>>>>>

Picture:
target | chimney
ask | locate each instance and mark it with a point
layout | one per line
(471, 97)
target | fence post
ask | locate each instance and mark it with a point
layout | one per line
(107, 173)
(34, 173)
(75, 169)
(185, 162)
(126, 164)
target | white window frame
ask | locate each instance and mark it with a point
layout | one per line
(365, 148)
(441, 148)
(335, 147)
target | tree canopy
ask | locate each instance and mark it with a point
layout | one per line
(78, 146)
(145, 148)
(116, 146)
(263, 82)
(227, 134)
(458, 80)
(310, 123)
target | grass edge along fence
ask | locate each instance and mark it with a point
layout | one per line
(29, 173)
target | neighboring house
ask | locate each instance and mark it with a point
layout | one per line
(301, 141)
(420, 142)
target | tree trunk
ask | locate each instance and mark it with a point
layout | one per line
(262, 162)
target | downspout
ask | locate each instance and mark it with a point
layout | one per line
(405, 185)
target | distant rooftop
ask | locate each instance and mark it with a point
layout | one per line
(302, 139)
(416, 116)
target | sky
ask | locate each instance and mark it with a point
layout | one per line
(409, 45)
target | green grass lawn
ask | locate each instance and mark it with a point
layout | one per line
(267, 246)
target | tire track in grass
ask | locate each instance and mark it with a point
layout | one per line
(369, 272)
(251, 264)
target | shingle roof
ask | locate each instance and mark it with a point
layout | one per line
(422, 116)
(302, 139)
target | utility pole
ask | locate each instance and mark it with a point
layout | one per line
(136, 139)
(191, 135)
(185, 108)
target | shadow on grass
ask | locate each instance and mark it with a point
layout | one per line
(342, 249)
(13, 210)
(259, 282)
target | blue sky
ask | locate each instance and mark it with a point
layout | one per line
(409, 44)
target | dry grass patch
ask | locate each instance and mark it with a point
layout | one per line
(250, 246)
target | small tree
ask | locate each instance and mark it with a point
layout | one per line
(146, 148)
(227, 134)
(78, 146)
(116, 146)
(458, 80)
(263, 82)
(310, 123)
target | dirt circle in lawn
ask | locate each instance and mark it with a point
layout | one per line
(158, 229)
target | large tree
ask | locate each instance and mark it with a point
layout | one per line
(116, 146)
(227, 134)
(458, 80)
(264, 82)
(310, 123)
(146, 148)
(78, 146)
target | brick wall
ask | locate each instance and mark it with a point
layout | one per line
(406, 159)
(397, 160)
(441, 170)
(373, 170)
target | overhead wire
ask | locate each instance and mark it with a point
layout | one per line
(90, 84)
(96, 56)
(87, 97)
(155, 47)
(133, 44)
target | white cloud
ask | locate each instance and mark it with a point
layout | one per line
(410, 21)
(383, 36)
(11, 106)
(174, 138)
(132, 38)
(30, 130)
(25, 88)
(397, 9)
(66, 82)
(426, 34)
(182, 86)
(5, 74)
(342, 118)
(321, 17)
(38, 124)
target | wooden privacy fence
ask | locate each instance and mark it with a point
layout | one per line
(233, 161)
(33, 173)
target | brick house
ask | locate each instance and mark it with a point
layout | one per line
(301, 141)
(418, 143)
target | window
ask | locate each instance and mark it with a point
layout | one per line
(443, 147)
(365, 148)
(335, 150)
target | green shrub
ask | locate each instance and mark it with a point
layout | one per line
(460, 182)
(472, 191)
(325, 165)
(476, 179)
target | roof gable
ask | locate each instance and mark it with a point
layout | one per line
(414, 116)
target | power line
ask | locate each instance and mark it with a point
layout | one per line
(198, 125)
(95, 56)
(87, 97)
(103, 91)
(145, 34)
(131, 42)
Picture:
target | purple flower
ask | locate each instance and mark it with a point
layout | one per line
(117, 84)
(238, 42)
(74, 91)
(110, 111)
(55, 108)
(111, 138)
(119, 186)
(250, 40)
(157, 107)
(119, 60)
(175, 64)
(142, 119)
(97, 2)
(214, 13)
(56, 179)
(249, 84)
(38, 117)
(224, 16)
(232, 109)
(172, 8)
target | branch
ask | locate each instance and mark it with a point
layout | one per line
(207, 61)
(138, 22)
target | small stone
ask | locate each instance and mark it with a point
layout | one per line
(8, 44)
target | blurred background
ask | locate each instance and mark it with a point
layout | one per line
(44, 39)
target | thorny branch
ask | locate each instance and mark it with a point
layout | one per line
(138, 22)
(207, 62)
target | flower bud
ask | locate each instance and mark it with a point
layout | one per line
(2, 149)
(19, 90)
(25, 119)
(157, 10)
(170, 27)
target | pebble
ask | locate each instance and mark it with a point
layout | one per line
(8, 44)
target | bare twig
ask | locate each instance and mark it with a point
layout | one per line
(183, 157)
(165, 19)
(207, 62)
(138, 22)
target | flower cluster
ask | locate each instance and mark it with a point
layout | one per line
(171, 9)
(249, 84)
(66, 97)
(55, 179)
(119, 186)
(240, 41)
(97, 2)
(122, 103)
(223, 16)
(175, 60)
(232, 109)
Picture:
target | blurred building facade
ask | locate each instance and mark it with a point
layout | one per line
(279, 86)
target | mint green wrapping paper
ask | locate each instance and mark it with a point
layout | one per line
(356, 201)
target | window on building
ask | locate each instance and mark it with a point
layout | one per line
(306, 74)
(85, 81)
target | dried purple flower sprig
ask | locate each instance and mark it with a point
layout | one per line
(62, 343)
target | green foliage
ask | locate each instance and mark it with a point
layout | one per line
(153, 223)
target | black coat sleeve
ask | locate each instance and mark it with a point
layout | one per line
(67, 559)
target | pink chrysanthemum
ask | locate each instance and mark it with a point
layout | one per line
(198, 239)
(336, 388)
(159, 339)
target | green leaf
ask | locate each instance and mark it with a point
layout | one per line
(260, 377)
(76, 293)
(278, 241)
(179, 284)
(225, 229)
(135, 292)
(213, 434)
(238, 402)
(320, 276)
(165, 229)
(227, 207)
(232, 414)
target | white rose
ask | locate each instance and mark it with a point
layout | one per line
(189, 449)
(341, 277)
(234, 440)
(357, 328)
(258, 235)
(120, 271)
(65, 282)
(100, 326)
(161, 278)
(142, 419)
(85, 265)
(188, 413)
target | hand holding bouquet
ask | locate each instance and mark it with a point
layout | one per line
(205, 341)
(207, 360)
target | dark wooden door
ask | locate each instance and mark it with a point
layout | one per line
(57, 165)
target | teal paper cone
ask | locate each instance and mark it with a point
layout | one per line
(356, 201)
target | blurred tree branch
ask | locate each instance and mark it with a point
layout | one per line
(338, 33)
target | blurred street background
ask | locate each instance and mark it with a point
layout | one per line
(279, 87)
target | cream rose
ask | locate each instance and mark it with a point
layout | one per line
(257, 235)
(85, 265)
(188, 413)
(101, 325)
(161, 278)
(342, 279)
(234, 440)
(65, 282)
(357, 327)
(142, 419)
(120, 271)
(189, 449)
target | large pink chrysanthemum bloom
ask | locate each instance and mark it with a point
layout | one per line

<<<<<

▶ GIVEN REQUEST:
Set down, word for word, only the lines running from the line with "target | white rose" to the last line of the listing above. Both of those lines belong in your answer.

▶ EXERCISE ANSWER:
target | white rose
ask | locate each instance and mark it with a point
layout | one per line
(189, 449)
(341, 277)
(234, 440)
(357, 328)
(258, 235)
(120, 271)
(65, 282)
(100, 326)
(161, 278)
(142, 419)
(85, 265)
(188, 413)
target | hand holding bouquet
ask | locate each instance and mark it with a point
layout | one per line
(205, 341)
(207, 360)
target | dark wooden door
ask | locate each instance and mark it with a point
layout | one per line
(57, 165)
target | teal paper cone
ask | locate each instance and mark it with a point
layout | one per line
(356, 201)
target | blurred tree branch
ask | locate each instance and mark it with a point
layout | one per line
(338, 33)
target | blurred street background
ask | locate each instance and mark it with a point
layout | one per line
(279, 87)
target | cream rose
ask | locate each instance and mark it with a point
layout | one per line
(257, 235)
(85, 265)
(188, 413)
(101, 325)
(161, 278)
(342, 279)
(234, 440)
(65, 282)
(357, 327)
(142, 419)
(120, 271)
(189, 449)
target | large pink chrysanthemum bloom
ask | locate each instance and mark it with a point
layout | one per line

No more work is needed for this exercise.